Dae Young
pindah ke sebelah rumah Ji Woo mengaku berharap bisa saling akrab sebagai
tetangga. Ji Woo merasa kalau itu hanya bercanda, Dae Young menyakinkan kalau
memang benar pindah, karena sedang mencari tempat, dan ternyata suka dengan
lingkungan di rumah Ji Woo.
“Aku
melihat rumah di sebelahmu dekat pasar juga. Sepertinya ini takdir, jadi aku
menandatangani kontrak. Apa Kau sudah makan? Ayo kita makan kalau ada sesuatu
yang mau kau makan.” Kata Dae Young
“Tapi aku
belum makan.” Ucap Ji Woo yang masih terlihat binggung.
“Kalau
begitu ayo keluar. Aku akan traktir untuk merayakan kepindahanku Apa ada
restoran yang bagus di dekat sini?” Kata Dae Young penuh semangat. Ji Woo mengaku tak tahu.
“Kupikir
kau sudah tinggal di sini beberapa tahun. Kulihat kau juga makan lauk yang
dikirimkan ibumu... Aku ingat betapa lezatnya itu.” Kata Dae Young
“Aku
biasanya tidak pernahmakan di rumah dan selalu makan di rumah sakit.” Ungkap Ji
Woo terlihat sedih, Dae Young pun mengajak mereka untuk keluar saja.

━━━━━━━━

■ Yang Dikerjakan ■
Lanjutkan cerita di atas tentang kepindahan Dae Young ke sebelah rumah Ji Woo, dimulai setelah kalimat terakhirnya.

━━━━━━━━

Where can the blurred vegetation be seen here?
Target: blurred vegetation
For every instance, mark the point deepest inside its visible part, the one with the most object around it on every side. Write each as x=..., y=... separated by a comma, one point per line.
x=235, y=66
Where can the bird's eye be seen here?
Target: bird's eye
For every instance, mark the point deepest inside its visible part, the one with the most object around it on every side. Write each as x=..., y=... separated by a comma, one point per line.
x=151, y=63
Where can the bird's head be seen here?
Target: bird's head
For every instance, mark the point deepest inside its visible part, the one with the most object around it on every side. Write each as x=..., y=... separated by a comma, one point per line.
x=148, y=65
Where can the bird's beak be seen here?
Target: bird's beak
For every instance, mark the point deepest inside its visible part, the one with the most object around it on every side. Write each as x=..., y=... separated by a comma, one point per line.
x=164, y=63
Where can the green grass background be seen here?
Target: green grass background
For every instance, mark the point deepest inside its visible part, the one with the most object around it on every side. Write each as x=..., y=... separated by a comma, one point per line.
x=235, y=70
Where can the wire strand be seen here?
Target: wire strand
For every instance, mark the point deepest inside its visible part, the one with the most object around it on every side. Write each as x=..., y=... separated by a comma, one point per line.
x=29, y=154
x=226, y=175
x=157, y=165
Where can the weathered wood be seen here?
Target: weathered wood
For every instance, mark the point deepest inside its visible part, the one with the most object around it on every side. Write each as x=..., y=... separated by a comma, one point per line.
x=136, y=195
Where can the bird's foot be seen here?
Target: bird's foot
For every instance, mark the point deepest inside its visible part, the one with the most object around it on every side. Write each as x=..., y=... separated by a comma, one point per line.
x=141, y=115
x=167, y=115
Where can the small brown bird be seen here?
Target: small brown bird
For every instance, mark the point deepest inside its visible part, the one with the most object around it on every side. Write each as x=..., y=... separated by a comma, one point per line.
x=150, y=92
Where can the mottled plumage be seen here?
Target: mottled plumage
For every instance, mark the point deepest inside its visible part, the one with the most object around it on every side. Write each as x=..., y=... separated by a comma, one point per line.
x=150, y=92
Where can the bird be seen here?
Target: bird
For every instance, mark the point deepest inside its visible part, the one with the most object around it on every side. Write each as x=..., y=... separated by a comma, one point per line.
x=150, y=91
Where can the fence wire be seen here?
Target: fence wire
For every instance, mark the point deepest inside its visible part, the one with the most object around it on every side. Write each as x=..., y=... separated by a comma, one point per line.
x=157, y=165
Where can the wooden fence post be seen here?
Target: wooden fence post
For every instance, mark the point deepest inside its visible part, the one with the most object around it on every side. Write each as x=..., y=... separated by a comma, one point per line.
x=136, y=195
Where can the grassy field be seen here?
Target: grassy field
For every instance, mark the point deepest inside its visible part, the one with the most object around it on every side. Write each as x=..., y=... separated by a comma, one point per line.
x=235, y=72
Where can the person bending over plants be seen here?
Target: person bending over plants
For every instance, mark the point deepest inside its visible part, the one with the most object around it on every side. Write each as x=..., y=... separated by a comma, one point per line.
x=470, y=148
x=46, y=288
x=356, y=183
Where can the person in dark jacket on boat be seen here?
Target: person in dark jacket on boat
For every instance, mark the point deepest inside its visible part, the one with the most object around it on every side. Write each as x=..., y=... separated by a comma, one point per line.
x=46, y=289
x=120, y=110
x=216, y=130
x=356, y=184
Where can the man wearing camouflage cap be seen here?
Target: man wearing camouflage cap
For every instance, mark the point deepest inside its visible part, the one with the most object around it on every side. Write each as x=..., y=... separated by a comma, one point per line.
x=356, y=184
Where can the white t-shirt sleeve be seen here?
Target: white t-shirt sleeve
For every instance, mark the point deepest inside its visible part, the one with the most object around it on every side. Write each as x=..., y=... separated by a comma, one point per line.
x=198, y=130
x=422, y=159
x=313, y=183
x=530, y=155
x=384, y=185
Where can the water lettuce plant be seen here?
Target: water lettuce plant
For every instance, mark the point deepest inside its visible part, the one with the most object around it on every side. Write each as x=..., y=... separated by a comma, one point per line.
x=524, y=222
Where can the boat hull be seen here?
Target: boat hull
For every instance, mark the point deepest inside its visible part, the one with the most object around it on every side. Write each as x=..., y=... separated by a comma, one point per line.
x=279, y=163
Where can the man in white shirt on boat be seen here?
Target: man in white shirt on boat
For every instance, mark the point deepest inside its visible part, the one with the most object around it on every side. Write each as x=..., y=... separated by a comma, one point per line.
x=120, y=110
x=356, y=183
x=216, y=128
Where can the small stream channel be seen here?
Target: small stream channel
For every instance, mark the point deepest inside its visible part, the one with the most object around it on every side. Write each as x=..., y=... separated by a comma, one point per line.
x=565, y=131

━━━━━━━━

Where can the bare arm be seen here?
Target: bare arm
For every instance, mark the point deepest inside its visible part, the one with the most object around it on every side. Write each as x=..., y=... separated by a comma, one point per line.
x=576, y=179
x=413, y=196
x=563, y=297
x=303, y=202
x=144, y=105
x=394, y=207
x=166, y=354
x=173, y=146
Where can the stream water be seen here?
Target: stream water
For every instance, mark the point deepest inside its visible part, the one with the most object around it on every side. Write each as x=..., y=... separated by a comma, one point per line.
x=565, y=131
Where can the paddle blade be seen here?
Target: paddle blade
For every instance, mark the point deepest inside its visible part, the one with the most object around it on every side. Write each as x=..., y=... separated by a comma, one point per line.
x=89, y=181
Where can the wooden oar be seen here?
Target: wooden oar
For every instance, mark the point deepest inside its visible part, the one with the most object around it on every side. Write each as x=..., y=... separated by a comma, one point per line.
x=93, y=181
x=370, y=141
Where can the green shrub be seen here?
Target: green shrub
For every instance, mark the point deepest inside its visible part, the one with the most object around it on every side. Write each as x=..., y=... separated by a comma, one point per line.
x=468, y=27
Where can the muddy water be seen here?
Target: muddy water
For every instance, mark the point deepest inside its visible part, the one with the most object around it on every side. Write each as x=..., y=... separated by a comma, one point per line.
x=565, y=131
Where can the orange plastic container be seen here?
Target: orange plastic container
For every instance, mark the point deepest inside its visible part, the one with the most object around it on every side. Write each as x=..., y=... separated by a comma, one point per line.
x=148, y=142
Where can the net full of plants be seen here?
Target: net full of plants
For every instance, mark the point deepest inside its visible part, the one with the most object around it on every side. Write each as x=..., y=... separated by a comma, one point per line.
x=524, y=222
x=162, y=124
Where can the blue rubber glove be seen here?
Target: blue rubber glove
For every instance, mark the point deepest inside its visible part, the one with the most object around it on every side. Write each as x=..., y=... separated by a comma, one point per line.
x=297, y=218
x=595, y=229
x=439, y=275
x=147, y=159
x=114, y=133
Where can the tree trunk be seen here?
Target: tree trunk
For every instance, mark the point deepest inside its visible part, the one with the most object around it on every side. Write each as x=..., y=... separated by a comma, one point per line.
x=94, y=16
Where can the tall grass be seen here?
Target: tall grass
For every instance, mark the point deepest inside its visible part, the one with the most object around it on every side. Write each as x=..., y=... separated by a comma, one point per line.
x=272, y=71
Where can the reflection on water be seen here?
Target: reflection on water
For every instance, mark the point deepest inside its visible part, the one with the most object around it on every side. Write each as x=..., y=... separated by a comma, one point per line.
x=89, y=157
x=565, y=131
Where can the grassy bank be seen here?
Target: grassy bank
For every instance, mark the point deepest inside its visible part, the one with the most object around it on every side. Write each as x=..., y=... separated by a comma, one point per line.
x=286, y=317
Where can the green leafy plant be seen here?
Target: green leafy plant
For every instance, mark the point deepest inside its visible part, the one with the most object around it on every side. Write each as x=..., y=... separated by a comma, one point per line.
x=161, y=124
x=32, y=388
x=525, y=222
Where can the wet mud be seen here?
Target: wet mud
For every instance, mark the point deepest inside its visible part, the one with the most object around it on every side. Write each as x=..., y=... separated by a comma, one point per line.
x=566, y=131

━━━━━━━━

■ Hasil ■
Ji Woo melihat
kesekeliling restoran, karena berpikir Dae Young akan makan jjajangmyeon
seperti tradisi pindah rumah. Ia ingin tahu kenapa Dae Young ingin makan
ikan. Dae Yong pikir kalau Jjajangmyeon
saat pindah rumah, itu terlalu kuno.
“Kau dulu
begitu terbuka ketika ada makanan.” Komentar Dae Young, Ji Woo seperti tak
menyadarinya. Akhirnya pelayan
memberikan ikan dalam bentuk panjang diatas meja.
“Bagus.
Ikan ini harus disajikan secara keseluruhan. Ini Bagus bukan?” kata Dae Young
bersemangat.
“Apa Kita
datang jauh-jauh ke sini cuma untuk memakan ini? Apa Cuma buat makan ikan yang
dipanggang ini?” tanya Ji Woo heran
“Apa? Kau
bilang "Cuma makan ikan panggang"?” keluh Dae Young sambil
mengerutkan dahi dan kembali mengatakan penjelasan tentang ikan.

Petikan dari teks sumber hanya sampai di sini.